* **TASK OBJECTIVE**
Below are the records. Restate word for word every line from the one that contains "Labeling rule: each instance of the white surplice" through the final line, both included.

* **Point labeling dataset excerpts**
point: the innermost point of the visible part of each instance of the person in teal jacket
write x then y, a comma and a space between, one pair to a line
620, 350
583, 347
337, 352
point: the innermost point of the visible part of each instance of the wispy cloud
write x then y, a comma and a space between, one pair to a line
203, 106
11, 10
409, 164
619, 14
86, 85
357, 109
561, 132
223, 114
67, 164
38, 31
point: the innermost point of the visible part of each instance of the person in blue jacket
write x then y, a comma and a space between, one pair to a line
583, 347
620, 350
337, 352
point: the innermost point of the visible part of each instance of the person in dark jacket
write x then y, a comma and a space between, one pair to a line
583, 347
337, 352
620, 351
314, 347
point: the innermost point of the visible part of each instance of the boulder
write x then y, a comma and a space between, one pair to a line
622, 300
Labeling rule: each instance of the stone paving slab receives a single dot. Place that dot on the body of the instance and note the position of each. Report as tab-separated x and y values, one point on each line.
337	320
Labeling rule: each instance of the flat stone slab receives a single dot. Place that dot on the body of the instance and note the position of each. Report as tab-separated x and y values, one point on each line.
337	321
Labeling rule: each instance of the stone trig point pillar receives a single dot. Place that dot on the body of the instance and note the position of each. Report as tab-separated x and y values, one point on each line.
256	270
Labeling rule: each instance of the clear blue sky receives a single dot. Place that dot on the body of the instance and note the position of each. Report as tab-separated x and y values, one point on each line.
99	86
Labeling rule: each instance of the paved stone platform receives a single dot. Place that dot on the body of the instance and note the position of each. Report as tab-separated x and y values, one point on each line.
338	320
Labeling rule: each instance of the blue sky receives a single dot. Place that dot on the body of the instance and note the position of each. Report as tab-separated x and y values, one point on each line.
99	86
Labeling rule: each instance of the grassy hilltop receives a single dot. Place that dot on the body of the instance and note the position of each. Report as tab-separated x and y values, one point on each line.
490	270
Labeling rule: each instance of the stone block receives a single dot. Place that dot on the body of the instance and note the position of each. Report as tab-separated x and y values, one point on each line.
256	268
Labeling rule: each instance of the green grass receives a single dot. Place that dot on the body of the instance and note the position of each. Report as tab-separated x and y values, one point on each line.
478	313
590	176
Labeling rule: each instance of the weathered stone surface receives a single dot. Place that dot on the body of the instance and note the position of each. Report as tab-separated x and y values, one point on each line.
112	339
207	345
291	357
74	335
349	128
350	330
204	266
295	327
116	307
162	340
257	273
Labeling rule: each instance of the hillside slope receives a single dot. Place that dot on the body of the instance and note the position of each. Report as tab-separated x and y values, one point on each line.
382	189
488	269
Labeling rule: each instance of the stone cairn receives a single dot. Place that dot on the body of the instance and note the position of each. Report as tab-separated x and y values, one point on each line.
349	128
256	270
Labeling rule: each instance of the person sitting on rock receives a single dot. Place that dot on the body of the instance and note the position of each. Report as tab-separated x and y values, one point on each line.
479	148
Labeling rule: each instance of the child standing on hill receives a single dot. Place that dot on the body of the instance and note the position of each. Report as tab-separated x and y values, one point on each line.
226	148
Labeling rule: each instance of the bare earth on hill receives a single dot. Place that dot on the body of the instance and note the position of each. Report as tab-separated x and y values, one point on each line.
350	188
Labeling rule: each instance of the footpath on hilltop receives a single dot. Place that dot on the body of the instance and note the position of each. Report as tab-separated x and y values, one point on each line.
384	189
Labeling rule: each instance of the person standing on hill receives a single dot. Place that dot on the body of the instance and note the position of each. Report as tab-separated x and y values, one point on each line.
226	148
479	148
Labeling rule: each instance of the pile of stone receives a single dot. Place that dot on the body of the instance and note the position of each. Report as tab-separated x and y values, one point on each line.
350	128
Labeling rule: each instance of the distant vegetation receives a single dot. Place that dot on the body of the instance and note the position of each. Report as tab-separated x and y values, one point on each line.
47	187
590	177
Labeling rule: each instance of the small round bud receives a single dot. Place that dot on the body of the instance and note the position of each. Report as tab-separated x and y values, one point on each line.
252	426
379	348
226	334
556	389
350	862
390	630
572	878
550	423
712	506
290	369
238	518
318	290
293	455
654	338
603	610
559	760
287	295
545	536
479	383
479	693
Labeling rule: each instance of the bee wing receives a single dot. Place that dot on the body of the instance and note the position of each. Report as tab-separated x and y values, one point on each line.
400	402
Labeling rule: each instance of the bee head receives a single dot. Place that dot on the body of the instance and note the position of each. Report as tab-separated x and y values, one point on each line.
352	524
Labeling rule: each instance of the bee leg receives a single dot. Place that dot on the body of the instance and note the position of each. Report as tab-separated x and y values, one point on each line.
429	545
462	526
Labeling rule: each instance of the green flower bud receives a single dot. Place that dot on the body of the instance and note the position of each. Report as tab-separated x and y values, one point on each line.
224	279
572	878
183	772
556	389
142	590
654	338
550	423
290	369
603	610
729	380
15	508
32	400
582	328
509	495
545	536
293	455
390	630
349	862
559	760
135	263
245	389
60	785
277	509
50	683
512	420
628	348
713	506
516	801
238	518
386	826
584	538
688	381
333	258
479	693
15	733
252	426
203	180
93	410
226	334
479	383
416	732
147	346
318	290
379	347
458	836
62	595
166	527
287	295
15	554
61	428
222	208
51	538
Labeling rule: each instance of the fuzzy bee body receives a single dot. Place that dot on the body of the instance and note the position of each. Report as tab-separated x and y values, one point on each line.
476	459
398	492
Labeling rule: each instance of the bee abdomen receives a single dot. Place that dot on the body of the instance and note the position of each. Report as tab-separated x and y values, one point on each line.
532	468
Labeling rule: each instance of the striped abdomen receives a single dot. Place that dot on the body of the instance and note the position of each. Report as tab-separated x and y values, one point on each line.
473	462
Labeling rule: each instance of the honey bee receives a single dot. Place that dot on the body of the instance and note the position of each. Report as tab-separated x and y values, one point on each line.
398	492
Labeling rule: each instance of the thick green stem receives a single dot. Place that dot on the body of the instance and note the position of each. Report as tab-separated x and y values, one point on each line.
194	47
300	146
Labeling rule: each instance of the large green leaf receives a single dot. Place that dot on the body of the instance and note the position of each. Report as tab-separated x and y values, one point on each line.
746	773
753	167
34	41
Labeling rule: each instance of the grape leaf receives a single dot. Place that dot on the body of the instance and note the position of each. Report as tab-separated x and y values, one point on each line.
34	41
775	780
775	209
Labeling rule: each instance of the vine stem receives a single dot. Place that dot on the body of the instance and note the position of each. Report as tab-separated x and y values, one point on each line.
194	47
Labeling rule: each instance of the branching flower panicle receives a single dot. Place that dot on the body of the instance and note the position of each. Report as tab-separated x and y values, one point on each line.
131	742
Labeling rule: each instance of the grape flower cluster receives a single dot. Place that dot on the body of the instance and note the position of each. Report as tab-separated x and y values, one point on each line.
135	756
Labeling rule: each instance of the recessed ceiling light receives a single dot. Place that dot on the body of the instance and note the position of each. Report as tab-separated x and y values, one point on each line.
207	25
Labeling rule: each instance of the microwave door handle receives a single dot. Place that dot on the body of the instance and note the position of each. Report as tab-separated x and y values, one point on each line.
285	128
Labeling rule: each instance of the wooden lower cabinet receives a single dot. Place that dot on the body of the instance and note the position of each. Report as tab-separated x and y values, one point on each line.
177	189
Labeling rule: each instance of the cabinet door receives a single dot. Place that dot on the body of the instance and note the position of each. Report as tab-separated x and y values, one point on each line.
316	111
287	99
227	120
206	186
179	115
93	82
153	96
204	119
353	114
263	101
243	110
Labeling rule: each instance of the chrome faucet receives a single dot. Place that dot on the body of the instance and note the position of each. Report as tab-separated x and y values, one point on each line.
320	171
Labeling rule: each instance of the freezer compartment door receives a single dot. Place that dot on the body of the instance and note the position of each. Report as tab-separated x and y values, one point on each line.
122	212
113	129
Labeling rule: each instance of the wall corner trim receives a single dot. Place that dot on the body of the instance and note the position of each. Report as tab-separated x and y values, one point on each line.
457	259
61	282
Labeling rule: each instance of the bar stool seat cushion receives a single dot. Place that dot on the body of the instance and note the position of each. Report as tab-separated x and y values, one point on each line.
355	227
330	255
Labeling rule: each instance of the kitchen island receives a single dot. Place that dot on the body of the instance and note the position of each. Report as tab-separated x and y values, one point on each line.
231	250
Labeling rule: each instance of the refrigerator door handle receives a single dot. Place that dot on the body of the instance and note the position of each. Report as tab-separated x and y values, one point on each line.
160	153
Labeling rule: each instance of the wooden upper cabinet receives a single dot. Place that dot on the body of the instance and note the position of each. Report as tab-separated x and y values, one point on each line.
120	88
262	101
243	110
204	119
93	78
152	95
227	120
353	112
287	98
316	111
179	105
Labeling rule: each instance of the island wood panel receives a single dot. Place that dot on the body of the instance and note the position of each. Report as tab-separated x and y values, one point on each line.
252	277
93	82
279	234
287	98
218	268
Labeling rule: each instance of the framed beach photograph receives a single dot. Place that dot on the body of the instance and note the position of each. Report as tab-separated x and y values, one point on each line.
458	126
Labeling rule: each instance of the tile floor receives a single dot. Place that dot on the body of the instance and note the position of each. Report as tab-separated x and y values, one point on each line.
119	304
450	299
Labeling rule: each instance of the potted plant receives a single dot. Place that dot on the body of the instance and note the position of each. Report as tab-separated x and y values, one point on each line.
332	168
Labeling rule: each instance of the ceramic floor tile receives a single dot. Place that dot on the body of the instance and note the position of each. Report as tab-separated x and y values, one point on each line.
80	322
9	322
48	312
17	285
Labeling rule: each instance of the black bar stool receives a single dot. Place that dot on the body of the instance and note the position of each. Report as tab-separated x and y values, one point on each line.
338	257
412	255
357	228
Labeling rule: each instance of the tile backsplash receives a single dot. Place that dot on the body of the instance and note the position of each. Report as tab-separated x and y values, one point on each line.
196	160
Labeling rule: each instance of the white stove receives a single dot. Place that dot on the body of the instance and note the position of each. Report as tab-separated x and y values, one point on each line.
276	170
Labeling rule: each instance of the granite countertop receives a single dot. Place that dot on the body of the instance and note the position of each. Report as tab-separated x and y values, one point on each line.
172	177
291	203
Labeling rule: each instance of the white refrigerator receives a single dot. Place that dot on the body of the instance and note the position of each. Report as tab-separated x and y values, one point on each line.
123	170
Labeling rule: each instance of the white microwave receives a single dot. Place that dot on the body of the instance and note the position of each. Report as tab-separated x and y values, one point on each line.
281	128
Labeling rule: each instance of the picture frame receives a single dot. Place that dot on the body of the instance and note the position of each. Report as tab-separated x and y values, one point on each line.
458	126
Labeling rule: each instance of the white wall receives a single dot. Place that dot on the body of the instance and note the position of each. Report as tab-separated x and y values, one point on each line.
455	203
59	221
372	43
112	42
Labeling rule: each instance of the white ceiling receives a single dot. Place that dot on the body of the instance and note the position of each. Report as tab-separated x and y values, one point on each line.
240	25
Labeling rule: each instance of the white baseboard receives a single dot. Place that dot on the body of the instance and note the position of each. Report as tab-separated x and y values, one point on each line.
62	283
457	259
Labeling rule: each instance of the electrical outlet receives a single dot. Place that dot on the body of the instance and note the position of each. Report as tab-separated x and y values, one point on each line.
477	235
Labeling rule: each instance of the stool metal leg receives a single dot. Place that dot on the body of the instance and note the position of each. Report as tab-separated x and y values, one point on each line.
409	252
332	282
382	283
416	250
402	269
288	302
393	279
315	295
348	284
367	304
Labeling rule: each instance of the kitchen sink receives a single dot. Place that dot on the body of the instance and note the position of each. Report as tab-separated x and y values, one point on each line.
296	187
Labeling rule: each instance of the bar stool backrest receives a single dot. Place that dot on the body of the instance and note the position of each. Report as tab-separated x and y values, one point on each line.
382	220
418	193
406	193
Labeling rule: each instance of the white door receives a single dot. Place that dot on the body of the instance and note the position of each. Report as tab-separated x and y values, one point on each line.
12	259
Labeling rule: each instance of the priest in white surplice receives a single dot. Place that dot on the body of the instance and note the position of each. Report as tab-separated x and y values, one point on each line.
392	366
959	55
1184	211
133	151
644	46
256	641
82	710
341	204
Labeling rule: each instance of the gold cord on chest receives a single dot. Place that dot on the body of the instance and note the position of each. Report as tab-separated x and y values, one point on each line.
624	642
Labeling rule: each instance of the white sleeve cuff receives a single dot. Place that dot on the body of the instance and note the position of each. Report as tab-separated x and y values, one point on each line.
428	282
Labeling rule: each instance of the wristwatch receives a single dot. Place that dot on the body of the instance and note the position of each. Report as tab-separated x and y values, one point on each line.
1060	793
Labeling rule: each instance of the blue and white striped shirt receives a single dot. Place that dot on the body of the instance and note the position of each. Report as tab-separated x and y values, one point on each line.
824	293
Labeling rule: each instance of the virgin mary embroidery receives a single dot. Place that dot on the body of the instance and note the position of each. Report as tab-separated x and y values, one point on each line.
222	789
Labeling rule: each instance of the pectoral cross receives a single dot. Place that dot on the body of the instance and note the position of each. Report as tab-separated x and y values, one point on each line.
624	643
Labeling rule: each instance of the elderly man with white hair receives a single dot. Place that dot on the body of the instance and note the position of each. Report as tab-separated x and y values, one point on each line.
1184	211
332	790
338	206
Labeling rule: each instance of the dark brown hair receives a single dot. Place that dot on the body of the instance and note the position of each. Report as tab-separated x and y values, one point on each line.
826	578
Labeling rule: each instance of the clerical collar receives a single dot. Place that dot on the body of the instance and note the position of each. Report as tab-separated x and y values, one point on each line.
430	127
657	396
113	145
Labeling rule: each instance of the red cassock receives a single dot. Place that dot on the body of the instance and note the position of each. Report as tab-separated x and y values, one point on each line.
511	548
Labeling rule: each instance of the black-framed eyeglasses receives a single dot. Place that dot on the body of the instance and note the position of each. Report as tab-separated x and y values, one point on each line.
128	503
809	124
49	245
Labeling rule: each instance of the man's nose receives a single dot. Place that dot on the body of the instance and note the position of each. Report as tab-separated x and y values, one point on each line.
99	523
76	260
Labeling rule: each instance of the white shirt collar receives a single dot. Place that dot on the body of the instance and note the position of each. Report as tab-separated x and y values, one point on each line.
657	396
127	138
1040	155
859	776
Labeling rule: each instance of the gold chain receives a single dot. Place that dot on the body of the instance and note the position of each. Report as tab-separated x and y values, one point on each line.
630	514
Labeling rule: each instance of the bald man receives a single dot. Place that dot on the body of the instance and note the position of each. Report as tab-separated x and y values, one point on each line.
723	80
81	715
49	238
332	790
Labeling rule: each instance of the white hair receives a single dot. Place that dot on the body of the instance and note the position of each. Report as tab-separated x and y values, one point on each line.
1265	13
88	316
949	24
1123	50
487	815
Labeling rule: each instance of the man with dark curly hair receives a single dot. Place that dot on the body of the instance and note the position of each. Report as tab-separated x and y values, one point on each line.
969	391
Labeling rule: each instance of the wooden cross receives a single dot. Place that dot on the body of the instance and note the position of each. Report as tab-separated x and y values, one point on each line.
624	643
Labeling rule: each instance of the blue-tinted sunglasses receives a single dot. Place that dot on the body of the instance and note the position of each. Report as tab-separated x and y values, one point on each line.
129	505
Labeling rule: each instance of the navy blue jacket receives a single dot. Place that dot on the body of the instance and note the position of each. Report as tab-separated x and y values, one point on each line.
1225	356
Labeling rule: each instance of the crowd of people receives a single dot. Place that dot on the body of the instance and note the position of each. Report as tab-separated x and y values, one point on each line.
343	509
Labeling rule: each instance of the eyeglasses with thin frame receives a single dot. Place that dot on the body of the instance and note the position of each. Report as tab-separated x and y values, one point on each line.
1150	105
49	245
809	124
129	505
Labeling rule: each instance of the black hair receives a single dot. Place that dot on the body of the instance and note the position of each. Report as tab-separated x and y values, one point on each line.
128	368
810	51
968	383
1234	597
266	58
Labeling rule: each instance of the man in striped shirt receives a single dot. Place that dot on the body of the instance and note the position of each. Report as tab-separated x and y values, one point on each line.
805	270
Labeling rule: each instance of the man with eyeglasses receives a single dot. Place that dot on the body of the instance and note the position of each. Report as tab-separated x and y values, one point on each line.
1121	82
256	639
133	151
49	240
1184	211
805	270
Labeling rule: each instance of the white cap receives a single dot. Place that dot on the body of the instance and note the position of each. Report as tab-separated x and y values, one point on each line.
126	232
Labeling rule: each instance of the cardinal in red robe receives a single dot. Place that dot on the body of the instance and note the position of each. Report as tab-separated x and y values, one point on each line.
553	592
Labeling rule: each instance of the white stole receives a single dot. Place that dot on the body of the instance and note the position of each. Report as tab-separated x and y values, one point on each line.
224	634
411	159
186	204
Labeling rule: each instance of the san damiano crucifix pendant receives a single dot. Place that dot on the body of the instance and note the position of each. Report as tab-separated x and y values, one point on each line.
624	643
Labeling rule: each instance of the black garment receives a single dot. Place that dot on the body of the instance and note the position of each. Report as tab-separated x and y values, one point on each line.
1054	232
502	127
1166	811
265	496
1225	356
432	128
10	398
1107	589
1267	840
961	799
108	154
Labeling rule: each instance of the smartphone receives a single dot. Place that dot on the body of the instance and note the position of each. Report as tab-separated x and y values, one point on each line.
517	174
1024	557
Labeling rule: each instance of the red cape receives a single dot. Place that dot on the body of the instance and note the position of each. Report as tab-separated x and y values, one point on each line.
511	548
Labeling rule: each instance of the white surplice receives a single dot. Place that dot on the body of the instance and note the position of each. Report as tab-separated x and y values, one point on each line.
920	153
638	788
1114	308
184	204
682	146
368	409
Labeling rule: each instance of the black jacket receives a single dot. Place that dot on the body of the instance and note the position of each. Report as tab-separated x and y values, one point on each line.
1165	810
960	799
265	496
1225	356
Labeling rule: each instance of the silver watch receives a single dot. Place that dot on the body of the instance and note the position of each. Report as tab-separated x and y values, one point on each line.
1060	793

* **REPLY TO THE EXERCISE**
Labeling rule: each instance of the white surplice receives a single dot. Place that dot on the body of the instance and note the position of each. Report as tab-separated x and y values, one point on each line.
920	153
638	788
1114	308
184	204
682	146
368	409
Labeling rule: each instance of the black jacket receives a single dot. Place that dot on the body of the instance and note the position of each. Report as tab-separated x and y values, one point on each line.
1165	810
960	799
265	496
1225	356
Labeling rule: each instance of the silver watch receives a single dot. Place that dot on the body of the instance and note the position of each. Report as tab-separated x and y values, one point on each line.
1060	793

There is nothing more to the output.